*** Block opens ***

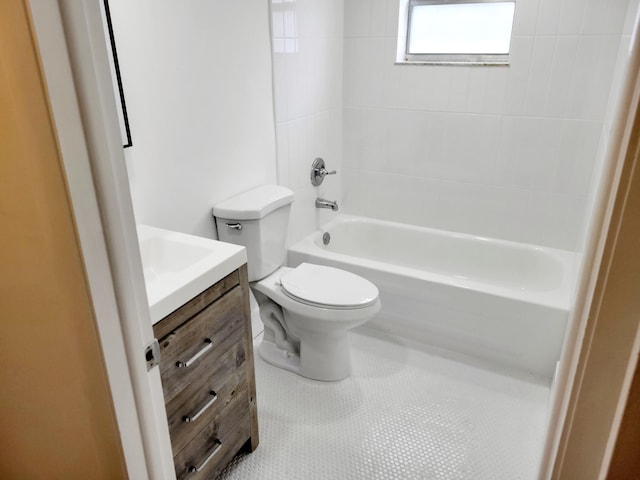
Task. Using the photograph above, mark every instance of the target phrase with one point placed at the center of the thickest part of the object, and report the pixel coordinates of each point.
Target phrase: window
(458, 31)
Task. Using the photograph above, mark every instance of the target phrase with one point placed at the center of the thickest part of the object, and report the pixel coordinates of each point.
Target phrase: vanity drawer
(192, 351)
(202, 403)
(218, 442)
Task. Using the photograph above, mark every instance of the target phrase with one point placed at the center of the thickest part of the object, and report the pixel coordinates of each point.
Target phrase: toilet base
(324, 357)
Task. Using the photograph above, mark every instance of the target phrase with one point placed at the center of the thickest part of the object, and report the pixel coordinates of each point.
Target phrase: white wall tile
(570, 17)
(561, 73)
(357, 18)
(547, 19)
(539, 75)
(519, 68)
(525, 15)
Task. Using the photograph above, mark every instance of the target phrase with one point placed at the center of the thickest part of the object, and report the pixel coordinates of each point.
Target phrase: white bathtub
(503, 302)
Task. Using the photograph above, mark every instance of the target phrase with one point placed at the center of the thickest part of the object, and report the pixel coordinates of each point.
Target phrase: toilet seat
(328, 287)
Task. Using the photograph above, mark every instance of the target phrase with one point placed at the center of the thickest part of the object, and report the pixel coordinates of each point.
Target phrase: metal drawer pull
(205, 349)
(202, 410)
(215, 450)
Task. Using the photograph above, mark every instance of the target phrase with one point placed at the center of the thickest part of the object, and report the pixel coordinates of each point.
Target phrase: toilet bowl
(316, 306)
(308, 310)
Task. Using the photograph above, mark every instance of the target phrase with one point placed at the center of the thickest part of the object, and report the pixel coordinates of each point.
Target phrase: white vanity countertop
(177, 266)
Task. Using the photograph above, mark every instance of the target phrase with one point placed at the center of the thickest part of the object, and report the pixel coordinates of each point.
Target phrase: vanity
(206, 350)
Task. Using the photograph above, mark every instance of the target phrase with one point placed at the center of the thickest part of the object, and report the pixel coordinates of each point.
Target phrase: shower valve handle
(318, 172)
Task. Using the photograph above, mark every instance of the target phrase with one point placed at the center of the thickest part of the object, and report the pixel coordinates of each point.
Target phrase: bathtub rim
(559, 298)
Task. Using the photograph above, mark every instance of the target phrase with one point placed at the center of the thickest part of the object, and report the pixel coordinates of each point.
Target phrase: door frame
(74, 61)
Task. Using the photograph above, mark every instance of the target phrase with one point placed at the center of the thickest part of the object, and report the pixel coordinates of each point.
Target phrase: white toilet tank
(258, 219)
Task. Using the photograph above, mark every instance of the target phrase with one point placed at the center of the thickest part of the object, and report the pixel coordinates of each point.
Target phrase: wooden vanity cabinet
(206, 367)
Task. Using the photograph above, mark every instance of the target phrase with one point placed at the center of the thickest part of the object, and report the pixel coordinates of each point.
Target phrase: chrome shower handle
(318, 172)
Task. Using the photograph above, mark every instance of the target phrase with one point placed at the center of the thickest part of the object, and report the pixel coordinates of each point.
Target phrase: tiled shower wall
(505, 152)
(307, 43)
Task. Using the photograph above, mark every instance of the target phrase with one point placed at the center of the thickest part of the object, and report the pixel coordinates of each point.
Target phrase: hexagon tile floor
(405, 413)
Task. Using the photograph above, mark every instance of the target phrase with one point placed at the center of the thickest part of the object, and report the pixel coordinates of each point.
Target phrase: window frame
(452, 58)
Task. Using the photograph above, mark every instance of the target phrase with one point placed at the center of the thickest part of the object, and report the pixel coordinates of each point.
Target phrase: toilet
(308, 310)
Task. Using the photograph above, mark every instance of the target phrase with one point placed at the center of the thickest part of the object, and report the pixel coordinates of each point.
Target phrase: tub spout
(322, 203)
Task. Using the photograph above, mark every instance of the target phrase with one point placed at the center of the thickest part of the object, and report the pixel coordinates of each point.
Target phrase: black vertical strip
(118, 78)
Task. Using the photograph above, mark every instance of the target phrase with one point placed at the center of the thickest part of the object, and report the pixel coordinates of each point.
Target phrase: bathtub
(499, 302)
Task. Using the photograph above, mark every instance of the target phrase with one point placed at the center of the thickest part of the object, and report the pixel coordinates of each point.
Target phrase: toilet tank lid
(254, 203)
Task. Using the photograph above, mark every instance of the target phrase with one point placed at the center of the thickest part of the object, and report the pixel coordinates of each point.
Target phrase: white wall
(617, 83)
(495, 151)
(307, 65)
(197, 80)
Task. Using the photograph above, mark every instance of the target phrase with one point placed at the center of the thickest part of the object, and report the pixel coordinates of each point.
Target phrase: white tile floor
(405, 413)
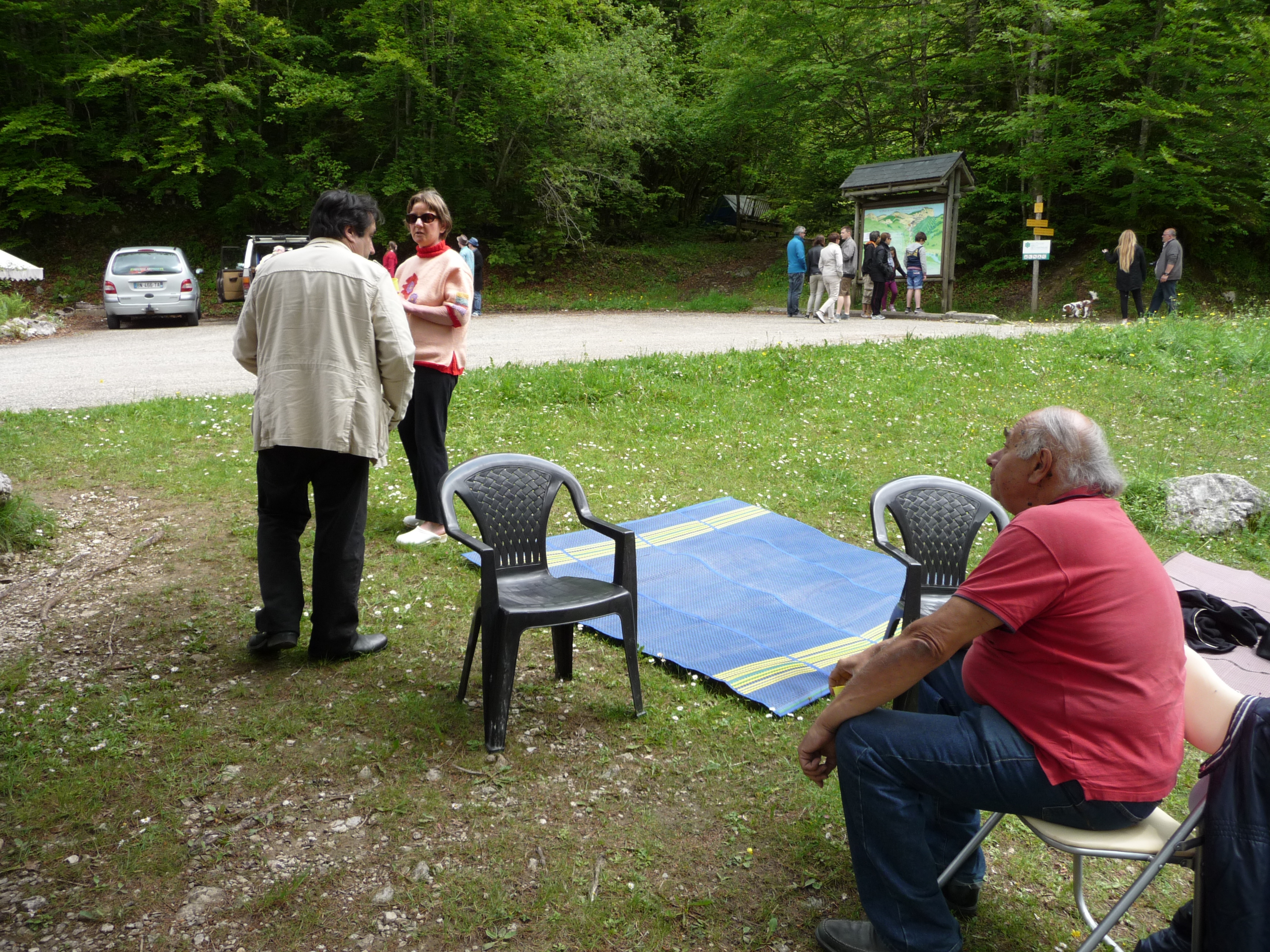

*** Block closes ***

Problem to work on:
Leaving the pictures out, output the material exactly as it appears.

Task output:
Task. Using the photograph above, mark every instance of the target phrase with one point placed at the center of the thickest part of the object, and report the pixel coordinates of each point.
Target phrase: window
(458, 31)
Task. Using the photograph above, mark every instance of the target phrase with one point placed at the center of the thickest part of the object, and report the pixel coordinates of each point.
Target phrase: vanity drawer
(192, 351)
(202, 403)
(218, 442)
Task. Using the photograph above, mark every instance of the target phrase with one point placed at the center of the thickest part of the object, and report the pixel coordinates of each point.
Target phrase: toilet base
(324, 357)
Task. Using the photograph above, mark every instance of the target phrase with one point placed at the center of the thickest part of the object, and report the pixel coordinates of each point.
Target phrase: white wall tile
(570, 17)
(561, 73)
(357, 18)
(547, 19)
(539, 75)
(519, 68)
(525, 15)
Task. Using the photograph above, mark every instance of the target phrase with one point placed at the center of the thickest part of the object, and report the pixel coordinates of each point.
Target phrase: white bathtub
(503, 302)
Task. Using the photograph above, mark every instance of the target phrase with one point placed at the center of the thickest part of the object, and report the pixel coordinates of each point.
Target phrase: toilet seat
(328, 287)
Task. Using the photograph above, mark every instance of the target phrase with one point placed at the center of the thickest part of the object, and report the pixel coordinates of each point.
Target phrase: metal drawer pull
(205, 349)
(202, 410)
(215, 450)
Task. Using the photograph above, mark every instance of the target phrase with one point placed at the center of the thickest part of the object, and report the pixel coordinates of each point.
Target phrase: toilet bowl
(316, 306)
(308, 310)
Task. Using the photograph above, mark every instance of the target phrase with one point placed at the center of the thickest part of the object, and report the pixel coordinates of each point.
Target phrase: white vanity countertop
(177, 266)
Task. Using the photograph above, mark every instance of the target phrase with one point placed at the center of the thickest part of the object, and report the pixel coordinates of each point.
Target phrase: vanity
(206, 350)
Task. Using the photograph above, mark every instance of the target phrase with one point placed at the center of the thickest part of the object, and report the pixel coordinates of each point.
Target phrase: shower valve handle
(318, 172)
Task. Using the photograph above, mark every instance of the target phrase with one point placed at the center of the thickest part of the object, and report the pixel coordinates of each point.
Target phrase: bathtub rim
(559, 298)
Task. Using the photograph above, mark every instance of the target phrase with one point placed at the center of the thickest part of the object, and report the pixel coordinates of each point.
Target phrase: door frame
(74, 61)
Task. Using the photograph above, mark every instance of the target phrase with one point placed at the center of the thickest part of the object, and report the pixel coordinates of each point.
Target phrase: white toilet tank
(258, 219)
Task. Using the photograph above, mark every instance of the target phrase with one point placed at the center of the thickest part of the object, and report the pixel coordinates of each point.
Target phrase: wooden vanity cabinet
(206, 367)
Task. Using the photograph above, mark every instance of the target phrase with one point placed at the center of the thickest part of the object, and report the pixel coordinates of each point.
Target phrase: chrome shower handle
(318, 172)
Task. Using the photograph above, mark every instance of the target phrase with one point placed at the center of the thickest part of the object, and report the pixel coordinates of each point.
Target phrase: tiled shower wall
(505, 152)
(307, 43)
Task. Using the photograph above, mark every instance of the target phrase with one point placed at the center of the thickest part of the object, and report the pixel coordinates of each point.
Target phrase: hexagon tile floor
(405, 413)
Task. Using the photograph above, mark every instance of the target phrase with one point placed at the center of the thickest part of the object, and report the pixel coordinates of each point.
Target phrase: window frame
(452, 58)
Task. Using the photograph above, mark every instance of the target phrase with one point placed at the center of the thickest part of the object, and report the pixel coordinates of each point.
Target phrase: toilet
(308, 310)
Task. Using the photograph above, mark every instance of the target phrase with one point placed at the center of the thickest part of the object, and report the pixel coordinates of each point.
Target phrase: tub spout
(322, 203)
Task. Using the photograph above, mark every instance of the target phrase with one point placed at the center of the thickest part of the object, and report the pixel coordinates of each point.
Target phrase: black vertical strip
(118, 78)
Task. Using the photograph above, mark every instance of the target phrase with one point placed at the center of the thickest part of the object, and report the pixel coordinates of each point.
Target phrase: bathtub
(499, 302)
Task. Using the photograph above, mark every instance of the target phrase with one point placed at the center of the thickest part of the object, and report the pixel coordinates of each point.
Target phrase: toilet tank lid
(254, 203)
Task. Using the photograph above, mark every instance of the target phrase with one point placed at the center of the thickest part of the object, and report the pixel coordinates of each point.
Target phrase: white wall
(617, 83)
(495, 151)
(307, 65)
(197, 80)
Task. Using the photograph above, mark every instance of the target phrase with one point placed at the center of the thickest part of the object, and report the pixel coordinates of each point.
Target phrase: white tile floor
(405, 413)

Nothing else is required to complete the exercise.